### PASSAGE PROVIDED
○ ○ ○

We’re going back to Cagnes-sur-Mer today, but stop first for café crème and some Internet stuff at La Terrazza. After one cup of café, I surrender the laptop to CA and cross to the boulangerie for a baguette and two abricot tartes—just in case we stay in for dinner tonight. We’ve decided that for .90€ each, we’ll buy a baguette every morning and worry about our dinner plans later. It’s doubtful that CA and MP will ever waste a artisanal baguette.
It’s 11:30am before we’re done with emails and blogging. We drive the short distance to Cagnes-sur-Mer and decide to scout out the Renoir Museum (located at his farm-home, Les Collettes, a neighborhood near the town centre) before finding a café for lunch. We wind up and around the narrow Avenue des Collettes and easily locate the museum, noting that it will reopen from lunch at 2:00pm.
We’ve still not learned to linger for the full-on French lunch—two hours—so we have a bit of time to kill and find a supermarche. I really do love food stores, whether they’re chain stores or small specialized markets. I’m always on the look-out for what’s new-to-me or unique. This time we end up with nothing too special--some rice for our planned stir-fry (vegetables from Cannes Sunday market) and some nutty muesili.
Within ten minutes we’ve parked and entered the museum at Les Collettes. There are few tourists today, and we’re both rather dazzled to be here. The views out over the Mediterranean and across Cagnes centre toward Haut Cagnes (where we visited the Danish Christmas Market on Saturday) are fantastic.

○ ○ ○

### RECORDS
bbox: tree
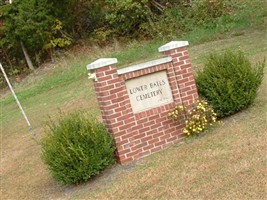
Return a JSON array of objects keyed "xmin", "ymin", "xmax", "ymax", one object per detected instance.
[{"xmin": 0, "ymin": 0, "xmax": 55, "ymax": 69}]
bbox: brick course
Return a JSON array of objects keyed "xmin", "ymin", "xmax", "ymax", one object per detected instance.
[{"xmin": 90, "ymin": 41, "xmax": 198, "ymax": 164}]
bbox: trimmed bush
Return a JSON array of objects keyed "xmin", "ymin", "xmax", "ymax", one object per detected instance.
[
  {"xmin": 41, "ymin": 111, "xmax": 115, "ymax": 184},
  {"xmin": 196, "ymin": 50, "xmax": 265, "ymax": 117}
]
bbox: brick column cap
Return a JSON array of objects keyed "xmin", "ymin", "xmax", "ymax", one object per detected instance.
[
  {"xmin": 86, "ymin": 58, "xmax": 118, "ymax": 70},
  {"xmin": 158, "ymin": 41, "xmax": 189, "ymax": 52}
]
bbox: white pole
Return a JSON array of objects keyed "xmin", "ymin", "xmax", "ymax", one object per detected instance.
[{"xmin": 0, "ymin": 63, "xmax": 35, "ymax": 136}]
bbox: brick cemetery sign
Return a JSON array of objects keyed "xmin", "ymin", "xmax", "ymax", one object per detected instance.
[{"xmin": 87, "ymin": 41, "xmax": 198, "ymax": 164}]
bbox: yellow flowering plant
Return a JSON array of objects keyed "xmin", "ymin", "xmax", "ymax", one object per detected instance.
[{"xmin": 168, "ymin": 100, "xmax": 217, "ymax": 136}]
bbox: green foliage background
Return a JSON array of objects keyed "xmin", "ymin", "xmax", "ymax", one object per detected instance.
[{"xmin": 196, "ymin": 50, "xmax": 265, "ymax": 117}]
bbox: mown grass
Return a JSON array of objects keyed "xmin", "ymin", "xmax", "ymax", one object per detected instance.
[
  {"xmin": 1, "ymin": 27, "xmax": 267, "ymax": 199},
  {"xmin": 0, "ymin": 0, "xmax": 267, "ymax": 200}
]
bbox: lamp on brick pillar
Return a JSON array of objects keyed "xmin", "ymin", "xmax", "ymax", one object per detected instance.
[
  {"xmin": 158, "ymin": 41, "xmax": 198, "ymax": 106},
  {"xmin": 87, "ymin": 58, "xmax": 136, "ymax": 163}
]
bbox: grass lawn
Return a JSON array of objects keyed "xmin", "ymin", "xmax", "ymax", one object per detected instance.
[{"xmin": 0, "ymin": 30, "xmax": 267, "ymax": 200}]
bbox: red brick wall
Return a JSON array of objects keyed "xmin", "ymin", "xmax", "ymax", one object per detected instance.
[{"xmin": 91, "ymin": 42, "xmax": 198, "ymax": 164}]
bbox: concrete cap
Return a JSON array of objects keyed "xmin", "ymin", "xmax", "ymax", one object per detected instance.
[
  {"xmin": 158, "ymin": 41, "xmax": 189, "ymax": 52},
  {"xmin": 86, "ymin": 58, "xmax": 118, "ymax": 70}
]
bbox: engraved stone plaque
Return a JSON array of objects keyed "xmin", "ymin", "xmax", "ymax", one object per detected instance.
[{"xmin": 125, "ymin": 71, "xmax": 173, "ymax": 113}]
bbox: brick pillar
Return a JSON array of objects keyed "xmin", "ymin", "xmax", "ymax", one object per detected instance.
[
  {"xmin": 159, "ymin": 41, "xmax": 198, "ymax": 106},
  {"xmin": 87, "ymin": 58, "xmax": 137, "ymax": 163}
]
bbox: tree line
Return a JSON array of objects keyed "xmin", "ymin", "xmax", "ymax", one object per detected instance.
[{"xmin": 0, "ymin": 0, "xmax": 232, "ymax": 72}]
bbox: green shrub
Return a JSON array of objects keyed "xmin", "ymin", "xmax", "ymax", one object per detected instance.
[
  {"xmin": 41, "ymin": 111, "xmax": 115, "ymax": 184},
  {"xmin": 168, "ymin": 100, "xmax": 217, "ymax": 136},
  {"xmin": 196, "ymin": 50, "xmax": 265, "ymax": 117}
]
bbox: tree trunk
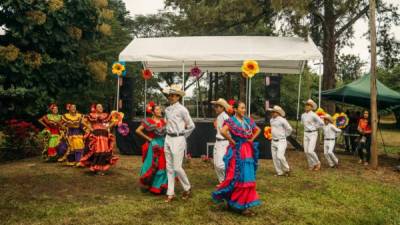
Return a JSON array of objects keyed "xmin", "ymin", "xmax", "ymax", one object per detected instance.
[
  {"xmin": 207, "ymin": 73, "xmax": 213, "ymax": 117},
  {"xmin": 322, "ymin": 0, "xmax": 336, "ymax": 113},
  {"xmin": 369, "ymin": 0, "xmax": 378, "ymax": 169}
]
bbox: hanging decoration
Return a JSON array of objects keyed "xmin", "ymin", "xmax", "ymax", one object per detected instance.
[
  {"xmin": 264, "ymin": 126, "xmax": 272, "ymax": 140},
  {"xmin": 242, "ymin": 60, "xmax": 260, "ymax": 78},
  {"xmin": 315, "ymin": 108, "xmax": 326, "ymax": 119},
  {"xmin": 332, "ymin": 112, "xmax": 349, "ymax": 129},
  {"xmin": 142, "ymin": 69, "xmax": 153, "ymax": 80},
  {"xmin": 111, "ymin": 62, "xmax": 126, "ymax": 77},
  {"xmin": 190, "ymin": 66, "xmax": 201, "ymax": 79}
]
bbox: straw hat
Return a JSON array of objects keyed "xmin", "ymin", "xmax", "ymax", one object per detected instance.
[
  {"xmin": 267, "ymin": 105, "xmax": 286, "ymax": 117},
  {"xmin": 304, "ymin": 99, "xmax": 318, "ymax": 110},
  {"xmin": 163, "ymin": 84, "xmax": 185, "ymax": 97},
  {"xmin": 211, "ymin": 98, "xmax": 231, "ymax": 110},
  {"xmin": 322, "ymin": 113, "xmax": 335, "ymax": 123}
]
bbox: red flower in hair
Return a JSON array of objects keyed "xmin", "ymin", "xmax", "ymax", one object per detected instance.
[
  {"xmin": 142, "ymin": 69, "xmax": 153, "ymax": 80},
  {"xmin": 146, "ymin": 101, "xmax": 156, "ymax": 113},
  {"xmin": 49, "ymin": 103, "xmax": 57, "ymax": 110}
]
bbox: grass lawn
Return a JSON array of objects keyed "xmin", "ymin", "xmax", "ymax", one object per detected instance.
[{"xmin": 0, "ymin": 151, "xmax": 400, "ymax": 225}]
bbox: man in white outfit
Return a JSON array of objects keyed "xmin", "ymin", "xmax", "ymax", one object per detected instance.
[
  {"xmin": 163, "ymin": 84, "xmax": 195, "ymax": 202},
  {"xmin": 268, "ymin": 105, "xmax": 293, "ymax": 176},
  {"xmin": 322, "ymin": 114, "xmax": 342, "ymax": 168},
  {"xmin": 211, "ymin": 98, "xmax": 231, "ymax": 183},
  {"xmin": 301, "ymin": 99, "xmax": 324, "ymax": 170}
]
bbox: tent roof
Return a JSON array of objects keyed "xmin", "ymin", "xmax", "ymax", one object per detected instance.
[
  {"xmin": 321, "ymin": 74, "xmax": 400, "ymax": 110},
  {"xmin": 119, "ymin": 36, "xmax": 322, "ymax": 74}
]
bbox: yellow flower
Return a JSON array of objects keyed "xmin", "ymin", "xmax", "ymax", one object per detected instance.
[
  {"xmin": 242, "ymin": 60, "xmax": 260, "ymax": 78},
  {"xmin": 112, "ymin": 63, "xmax": 125, "ymax": 76}
]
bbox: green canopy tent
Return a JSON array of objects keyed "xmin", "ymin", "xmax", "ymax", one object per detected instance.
[{"xmin": 321, "ymin": 74, "xmax": 400, "ymax": 110}]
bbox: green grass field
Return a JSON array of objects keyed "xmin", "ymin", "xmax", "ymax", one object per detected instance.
[{"xmin": 0, "ymin": 151, "xmax": 400, "ymax": 225}]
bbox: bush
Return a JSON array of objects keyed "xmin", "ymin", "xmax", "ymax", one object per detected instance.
[{"xmin": 0, "ymin": 119, "xmax": 43, "ymax": 161}]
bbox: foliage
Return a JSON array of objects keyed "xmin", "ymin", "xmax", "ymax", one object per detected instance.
[
  {"xmin": 0, "ymin": 119, "xmax": 42, "ymax": 161},
  {"xmin": 337, "ymin": 54, "xmax": 366, "ymax": 84}
]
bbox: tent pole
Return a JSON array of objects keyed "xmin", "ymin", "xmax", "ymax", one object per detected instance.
[
  {"xmin": 296, "ymin": 72, "xmax": 303, "ymax": 138},
  {"xmin": 318, "ymin": 61, "xmax": 322, "ymax": 108},
  {"xmin": 249, "ymin": 78, "xmax": 251, "ymax": 117},
  {"xmin": 116, "ymin": 76, "xmax": 121, "ymax": 112},
  {"xmin": 182, "ymin": 61, "xmax": 185, "ymax": 106}
]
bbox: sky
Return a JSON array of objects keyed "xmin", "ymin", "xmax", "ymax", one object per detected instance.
[{"xmin": 124, "ymin": 0, "xmax": 400, "ymax": 71}]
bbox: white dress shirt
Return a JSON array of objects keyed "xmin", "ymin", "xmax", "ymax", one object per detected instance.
[
  {"xmin": 165, "ymin": 102, "xmax": 195, "ymax": 137},
  {"xmin": 301, "ymin": 111, "xmax": 324, "ymax": 132},
  {"xmin": 322, "ymin": 123, "xmax": 342, "ymax": 139},
  {"xmin": 270, "ymin": 116, "xmax": 293, "ymax": 140},
  {"xmin": 215, "ymin": 111, "xmax": 229, "ymax": 139}
]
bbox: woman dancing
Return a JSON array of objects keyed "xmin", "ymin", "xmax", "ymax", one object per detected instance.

○ ○ ○

### TASK DESCRIPTION
Write out the entire Cagnes-sur-Mer travel entry above word for word, with no changes.

### ANSWER BOX
We’re going back to Cagnes-sur-Mer today, but stop first for café crème and some Internet stuff at La Terrazza. After one cup of café, I surrender the laptop to CA and cross to the boulangerie for a baguette and two abricot tartes—just in case we stay in for dinner tonight. We’ve decided that for .90€ each, we’ll buy a baguette every morning and worry about our dinner plans later. It’s doubtful that CA and MP will ever waste a artisanal baguette.
It’s 11:30am before we’re done with emails and blogging. We drive the short distance to Cagnes-sur-Mer and decide to scout out the Renoir Museum (located at his farm-home, Les Collettes, a neighborhood near the town centre) before finding a café for lunch. We wind up and around the narrow Avenue des Collettes and easily locate the museum, noting that it will reopen from lunch at 2:00pm.
We’ve still not learned to linger for the full-on French lunch—two hours—so we have a bit of time to kill and find a supermarche. I really do love food stores, whether they’re chain stores or small specialized markets. I’m always on the look-out for what’s new-to-me or unique. This time we end up with nothing too special--some rice for our planned stir-fry (vegetables from Cannes Sunday market) and some nutty muesili.
Within ten minutes we’ve parked and entered the museum at Les Collettes. There are few tourists today, and we’re both rather dazzled to be here. The views out over the Mediterranean and across Cagnes centre toward Haut Cagnes (where we visited the Danish Christmas Market on Saturday) are fantastic.